Consigne -> Poursuivez l'extrait sur la posture et le Yi au-delà de sa dernière phrase.

Extrait de page ->
----------------------------------------
Cet alignement postural est primordial et il faut insister sur son importance. Si cet alignement paraîtra un peu fastidieux au départ car bousculant les habitudes, ses bienfaits se feront rapidement sentir. Le pratiquant va progressivement ressentir de nouvelles sensations et des changements d’état : sensations de chaleur, de gonflements ou de picotements qui seront le signe de l’activation de la circulation du Qi et du sang. Ses muscles profonds posturaux gagneront en tonicité en même temps que ses muscles superficiels gagneront en détente et relâchement. Il pourra éventuellement voir son humeur et son sommeil s’améliorer. Tous ces signes positifs accompagneront l’amélioration de sa santé. Ils nourriront aussi sa motivation et le pousseront à continuer son entraînement.
Cette posture est extérieurement fixe lorsqu’on l’observe mais l’intérieur bouge : les muscles, tendons et ligaments sont sollicités par la position qui est tenue pendant le temps de la pratique, le sang et le Qi vont pouvoir circuler d’une façon optimale du fait de l’exercice.
L’esprit
Le Yi
On a donc vu que le travail préalable et néanmoins indispensable de cette pratique concerne l’aspect « externe », visible du corps. Ce travail a consisté à corriger le positionnement des différentes parties du corps par une action musculo-squelettique. On va aborder maintenant le second aspect essentiel, le travail dit « interne ». Ce travail consiste à avoir une action sur les états corporels internes (détente des muscles, stimulation du métabolisme, stimulation de l’action conjointe de circulation du Qi et du sang et accumulation du Qi) en utilisant exclusivement le mental et particulièrement le « Yi ». Le Yi peut être défini comme « intention », « imagination », « conscience ».
----------------------------------------
Enregistrements ->
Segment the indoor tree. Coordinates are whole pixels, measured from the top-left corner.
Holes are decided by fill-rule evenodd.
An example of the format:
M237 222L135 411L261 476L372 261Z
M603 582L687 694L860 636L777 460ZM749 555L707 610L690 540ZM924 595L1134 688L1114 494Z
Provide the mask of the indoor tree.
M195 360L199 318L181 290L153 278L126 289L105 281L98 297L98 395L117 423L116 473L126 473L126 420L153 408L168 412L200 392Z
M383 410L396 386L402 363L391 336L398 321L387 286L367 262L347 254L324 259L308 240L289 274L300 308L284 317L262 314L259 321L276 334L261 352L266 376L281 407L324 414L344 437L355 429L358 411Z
----------------------------------------
Réponse finale ->
Le Yi est une volonté consciente qui s’appuie sur des images mentales, si possible agréables, positives et propres à chacun. Ces images mentales vont favoriser l’arrivée de sensations et ces sensations vont nous indiquer, comme nous l’avons souligné plus haut, si nous sommes sur le bon chemin ou non, à travers le temps.
On peut dire qu’on est sur le bon chemin si peu à peu on sent notre santé et notre bien-être global s’améliorer : selon notre condition au début de l’apprentissage, si progressivement on dort mieux, qu’on est de meilleure humeur, qu’on a plus confiance en soi, etc., on peut dire qu’on récolte les fruits d’une bonne pratique.
L’aspect méditatif
Le « hun yuan zhuang gong » est aussi une forme de méditation en position debout, qui partage les mêmes principes que la méditation en position assise telle qu’on la pratique dans le bouddhisme ou le taoïsme.
En effet, ces courants spirituels ont fait de la méditation la base de leur philosophie ; dans le bouddhisme, on travaille directement sur l’esprit et sa maîtrise, dans le taoïsme, on recherche le calme intérieur et à faire circuler le Qi dans le corps.
Dans la pratique, on va donc adopter une posture debout fixe en respectant les principes de l’alignement du corps énoncés plus haut.
La pratique comporte donc 2 aspects qu’il est fondamental de comprendre : l’aspect externe et l’aspect interne, caractérisé par des visualisations précises et une conscientisation progressive.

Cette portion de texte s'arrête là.